ENTRIES PROVIDED
============================================================

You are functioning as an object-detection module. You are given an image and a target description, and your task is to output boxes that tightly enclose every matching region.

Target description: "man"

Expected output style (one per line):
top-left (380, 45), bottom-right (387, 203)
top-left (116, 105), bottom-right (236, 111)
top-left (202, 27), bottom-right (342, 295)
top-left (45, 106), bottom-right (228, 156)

============================================================

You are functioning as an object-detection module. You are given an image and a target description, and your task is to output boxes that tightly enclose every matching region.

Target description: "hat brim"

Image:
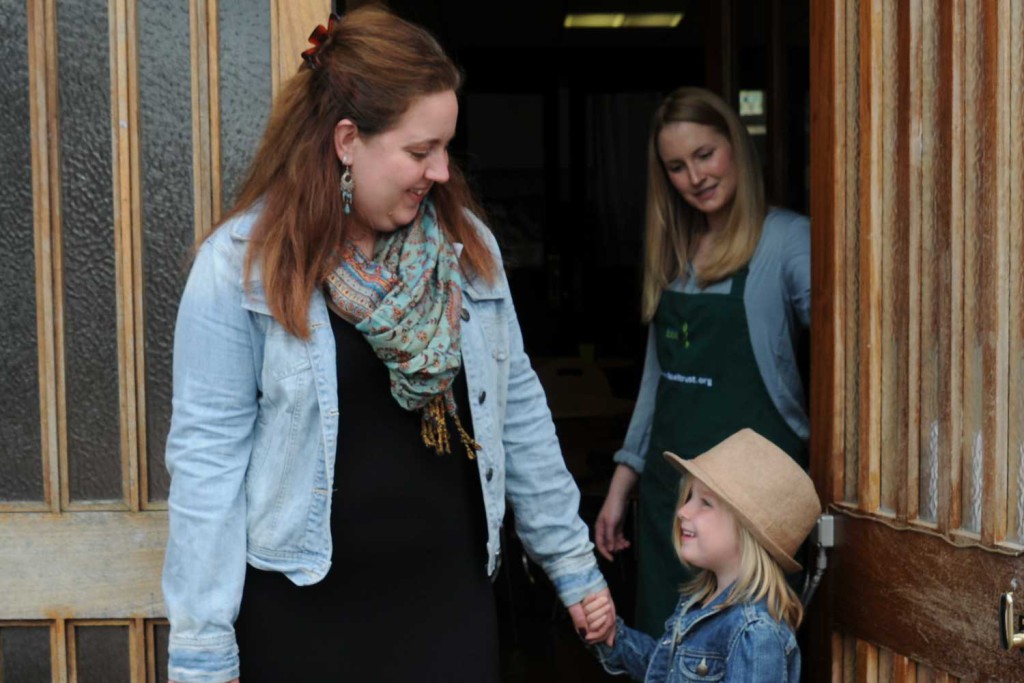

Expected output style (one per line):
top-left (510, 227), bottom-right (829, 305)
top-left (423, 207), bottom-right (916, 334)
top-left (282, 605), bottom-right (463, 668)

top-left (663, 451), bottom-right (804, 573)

============================================================

REQUIRED WORK
Find every line in the records that contains the word "bottom" and copy each of those lines in full.

REPLY TO THE TASK
top-left (380, 45), bottom-right (387, 203)
top-left (116, 105), bottom-right (236, 111)
top-left (202, 27), bottom-right (342, 295)
top-left (45, 106), bottom-right (228, 156)
top-left (510, 227), bottom-right (829, 305)
top-left (423, 207), bottom-right (916, 334)
top-left (282, 605), bottom-right (463, 668)
top-left (663, 451), bottom-right (804, 573)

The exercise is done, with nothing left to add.